## [REQUIRED WORK]
a. In the piece on Seaver Street, how many community members signed the letter asking for a cycle track on both sides of the street?
b. Repeat everything in the Seaver Street piece from "In the meantime, the" down to "Mr. Dennehy describes.".
c. Summarize the Seaver Street piece in two sentences.

## [PROVIDED TEXT]
Interim Commissioner of the Public Works Department’s Michael Dennehy is a promising promotion within the Martin Walsh Administration in many regards, but the new commish did not see fit to help community members agree on one solution for Seaver Street.
In response to a letter signed by 48 community members and the Bike Union’s Organizing Group asking to keep bicycles away from moving traffic and out of the door zone with a cycle track on both sides of the street, he responded that, “The project is going to go forward as is… there are safety concerns on that stretch of Seaver Street for people exiting cars into such a narrow travel lane.”
Despite the setback, efforts were not all for naught. On Seaver Street, working with the Roxbury Bicycle Brigade, members of Bikes Not Bombs and others, the Bike Union did win a cycletrack on the other Eastbound side of the street, and the critical area around the cliffs in Franklin Park where speeds are high and visibility is low.
In the meantime, the bodies of cyclists riding in the Public Work Department’s (PWD) bike lane on the Westbound side of the street may end up serving as a buffer to protect the “people exiting cars” that Mr. Dennehy describes.
Seaver Street is another in what has been a pattern of community outreach from the Public Works Department that tends to divide communities rather than bring them together. The other example we’re aware of was on Mass Ave from the Boston Medical Center to Symphony Hall. The neighborhood’s goals there were similar, calmer traffic, safer for pedestrians and bikes, but because the department didn’t work with the LivableStreets Alliance to bring their ambitious plan in accord with residents—and instead played the two off of each other, we ended up with narrow, door-zone bike lanes. Anything was better than nothing it was said at the time, and we can say that again now.

## [INFORMATION SUPPLIED]
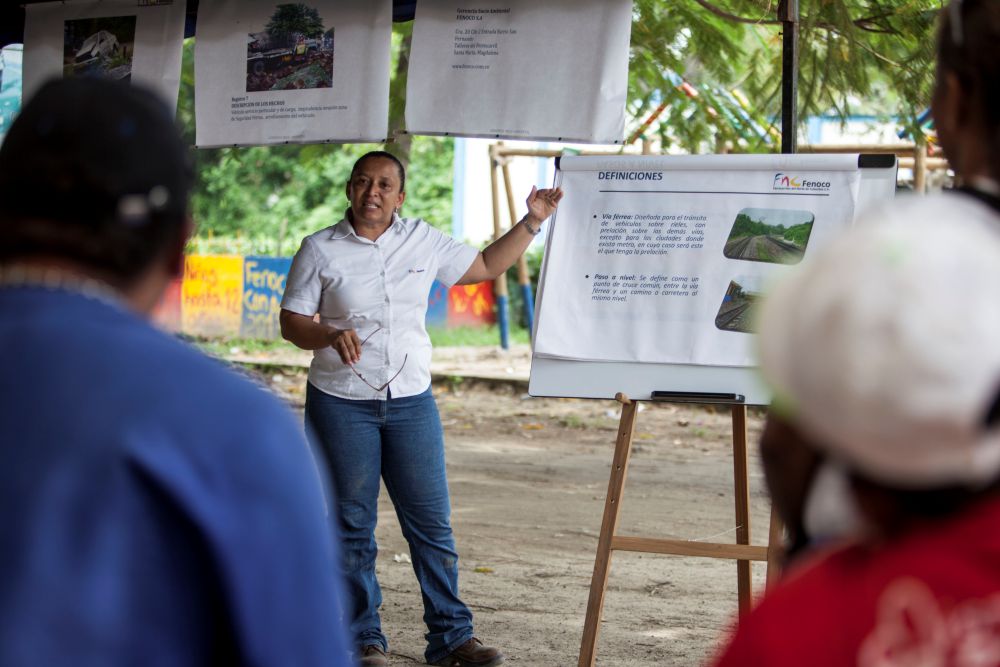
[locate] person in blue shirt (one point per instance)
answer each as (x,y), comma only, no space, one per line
(155,508)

## [OUTPUTS FOR THE TASKS]
a. 48

b.
In the meantime, the bodies of cyclists riding in the Public Work Department’s (PWD) bike lane on the Westbound side of the street may end up serving as a buffer to protect the “people exiting cars” that Mr. Dennehy describes.

c. Interim Public Works Commissioner Michael Dennehy rejected a request from 48 community members and the Bike Union's Organizing Group for a cycle track on both sides of Seaver Street. The Bike Union still won a cycletrack on the Eastbound side and near the cliffs in Franklin Park, but the piece calls this part of a pattern of department outreach that divides communities, as on Mass Ave, where the result was narrow, door-zone bike lanes.